━━━ 本文抜粋 ━━━

フランス公開時では検閲でカットされた版で上映。
が、この直後、オリジナルネガが保管されてあったウーファ撮影所で火災が起こり、ネガ焼失。
そこでドライヤーは未使用ネガ、つまり別テイクを使って映画を再構成する。これが「ジャンヌ 第二版」
である。このバージョンでアメリカ、日本などで公開されたが、この第二版のネガが保存してあ
ったブーローニュ=ビランクールの撮影所も火災にあい、第ニ版のネガも焼失してしまう。
1944年にフランスの映画評論家ロ・デュカの助力で16ミリプリントからサウンド版の改変版が作られる。
これがいわうるロ・デュカ版で、インタータイトルをカットし、スーパーインポーズで字幕処理し、バッハを
伴奏としている。オリジナルにはない教会の窓を何度もインサートするなど問題も多いこのバージョンを、の
ちに見たドライヤーは激怒し、抗議の手紙を出す。
一方、スネマテーク・フランセーズやニューヨーク近代美術館では、フランス公開版を基にした不完全なプリント
を1930年代末には所持しており、ここから8ミリ、16ミリがデュープされた。今日、シネクラブやビデオで
広く見られるのはこのバージョン。

さて、1981年ノルウェーの精神病院でほぼオリジナルに近い「ジャンヌ」の綺麗なプリントが発見される。院長が
ジャンヌ・ダルクの研究えを行なっていたため、コレクションしていたのである。
このプリントはデンマーク映画博物館でナイトレイト(ニトロベース)からセイフティに不燃化され、シネマテーク・
フランセーズがフランス語の字幕を入れた。現在、この復元版はあちこちの映画祭で上映されている。

東京では1994年暮に有楽町の朝日ホールでただ1回のみ上映されている。
ビデオや16ミリ版でしか見ていない者は、映し出された「ジャンヌ」がまったく別物であると思い知らされ、愕然とし、
打ちのめされた。が、このことを日本の映画ジャーナリズムは伝えなかったし、その後上映の機会はなく、もちろんビデオ
やDVDで発売されるという気配もない。

━━━ 元データ ━━━

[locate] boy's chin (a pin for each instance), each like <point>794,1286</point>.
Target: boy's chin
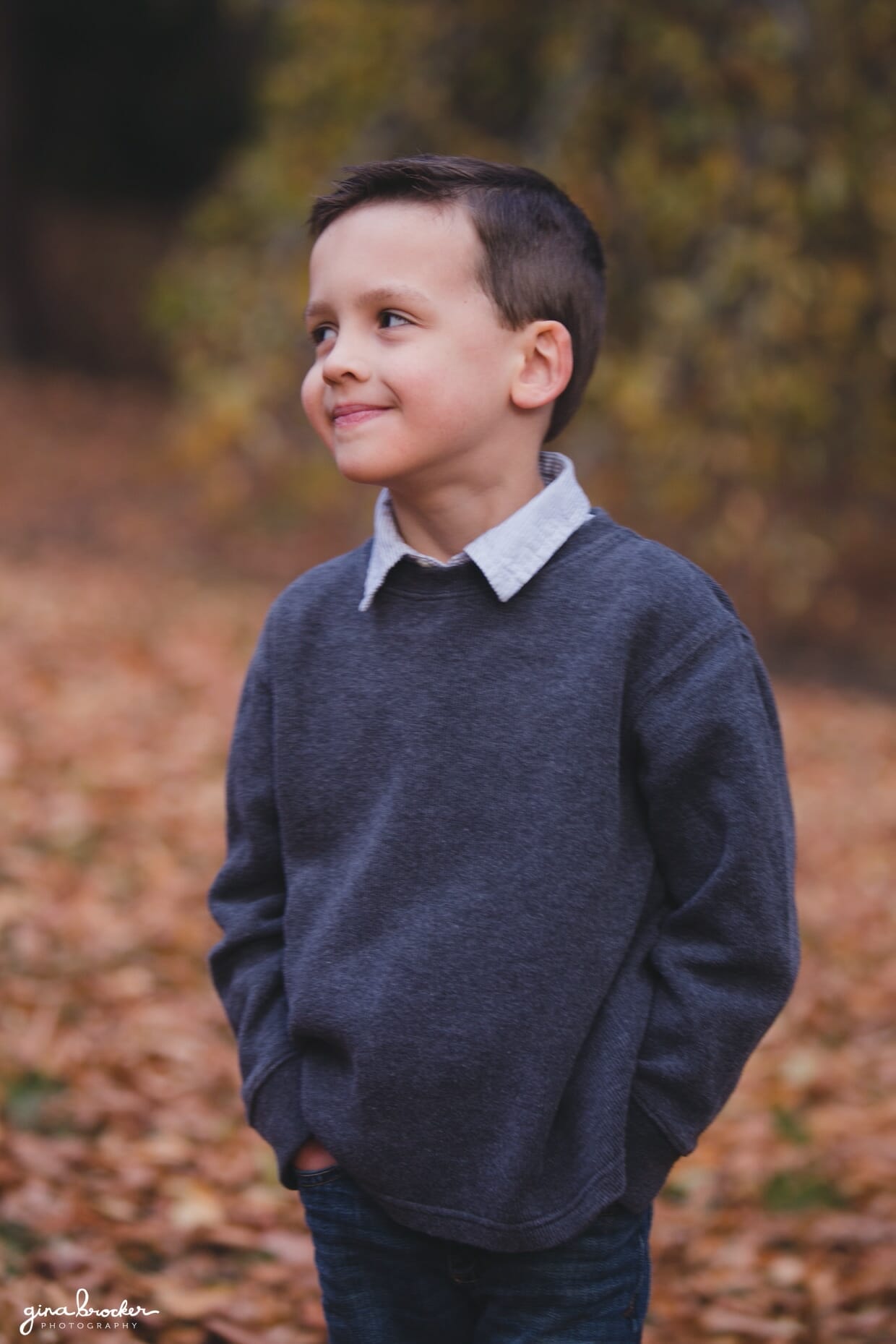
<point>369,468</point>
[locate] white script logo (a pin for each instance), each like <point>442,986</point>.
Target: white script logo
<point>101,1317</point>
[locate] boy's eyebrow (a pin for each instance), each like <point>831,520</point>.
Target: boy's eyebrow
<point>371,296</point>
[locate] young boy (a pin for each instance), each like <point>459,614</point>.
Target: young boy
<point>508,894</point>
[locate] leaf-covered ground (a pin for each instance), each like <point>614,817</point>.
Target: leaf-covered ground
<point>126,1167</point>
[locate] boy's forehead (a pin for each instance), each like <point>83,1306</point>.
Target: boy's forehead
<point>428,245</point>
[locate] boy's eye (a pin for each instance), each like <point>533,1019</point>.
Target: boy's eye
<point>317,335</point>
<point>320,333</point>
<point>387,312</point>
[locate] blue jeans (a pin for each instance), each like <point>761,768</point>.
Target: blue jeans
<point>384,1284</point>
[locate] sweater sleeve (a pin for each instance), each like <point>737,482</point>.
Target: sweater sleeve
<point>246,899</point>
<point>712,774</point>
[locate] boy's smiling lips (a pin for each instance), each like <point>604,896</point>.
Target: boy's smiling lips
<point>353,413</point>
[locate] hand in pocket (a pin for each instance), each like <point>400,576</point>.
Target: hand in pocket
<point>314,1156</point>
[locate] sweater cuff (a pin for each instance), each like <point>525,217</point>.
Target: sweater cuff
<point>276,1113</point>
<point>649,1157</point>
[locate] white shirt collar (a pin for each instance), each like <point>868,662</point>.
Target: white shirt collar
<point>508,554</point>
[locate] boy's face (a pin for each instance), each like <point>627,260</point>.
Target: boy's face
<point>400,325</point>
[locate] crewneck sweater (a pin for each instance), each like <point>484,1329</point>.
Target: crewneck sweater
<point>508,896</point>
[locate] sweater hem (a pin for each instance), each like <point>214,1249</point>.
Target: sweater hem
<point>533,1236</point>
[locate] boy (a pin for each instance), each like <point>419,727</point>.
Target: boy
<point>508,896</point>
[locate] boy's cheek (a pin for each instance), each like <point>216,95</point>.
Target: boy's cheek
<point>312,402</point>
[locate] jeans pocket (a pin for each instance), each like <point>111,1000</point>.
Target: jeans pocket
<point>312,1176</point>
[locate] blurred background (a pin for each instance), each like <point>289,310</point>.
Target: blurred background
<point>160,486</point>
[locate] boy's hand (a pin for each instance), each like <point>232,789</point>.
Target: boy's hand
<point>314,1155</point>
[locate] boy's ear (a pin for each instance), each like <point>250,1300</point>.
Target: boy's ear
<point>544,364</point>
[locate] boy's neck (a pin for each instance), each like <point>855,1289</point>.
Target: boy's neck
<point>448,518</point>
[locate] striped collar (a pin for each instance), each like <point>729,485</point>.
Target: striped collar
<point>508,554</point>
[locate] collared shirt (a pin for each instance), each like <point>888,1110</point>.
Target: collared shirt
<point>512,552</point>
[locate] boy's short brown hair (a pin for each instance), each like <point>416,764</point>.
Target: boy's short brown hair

━━━

課題.
A) 「ジャンヌ」の版をめぐる抜粋によると、1981年にほぼオリジナルに近い「ジャンヌ」の綺麗なプリントが発見されたのはどこか。
B) 次の(i)〜(iii)が「ジャンヌ」の版をめぐる抜粋の内容と合っているかどうかを、それぞれ「はい」か「いいえ」で答えよ。あわせて、判断の決め手となる抜粋の語句を一字一句違えずに引用せよ。
(i) ロ・デュカ版はバッハを伴奏にしている。
(ii) 東京では1994年暮に復元版が何度か上映された。
(iii) 第二版のネガはウーファ撮影所の火災で焼失した。
C) 「ジャンヌ」の版をめぐる抜粋のうち、「そこでドライヤーは未使用ネガ」から「ウンド版の改変版が作られる。」までを、両端の語句も含めて一字一句違えずに書き写せ。

課題ごとの解答.
A) ノルウェーの精神病院である。

B)
(i) はい。「バッハを」「伴奏としている」
(ii) いいえ。「ただ1回のみ上映されている」
(iii) いいえ。「ブーローニュ=ビランクールの撮影所も火災にあい、第ニ版のネガも焼失してしまう」

C)
そこでドライヤーは未使用ネガ、つまり別テイクを使って映画を再構成する。これが「ジャンヌ 第二版」
である。このバージョンでアメリカ、日本などで公開されたが、この第二版のネガが保存してあ
ったブーローニュ=ビランクールの撮影所も火災にあい、第ニ版のネガも焼失してしまう。
1944年にフランスの映画評論家ロ・デュカの助力で16ミリプリントからサウンド版の改変版が作られる。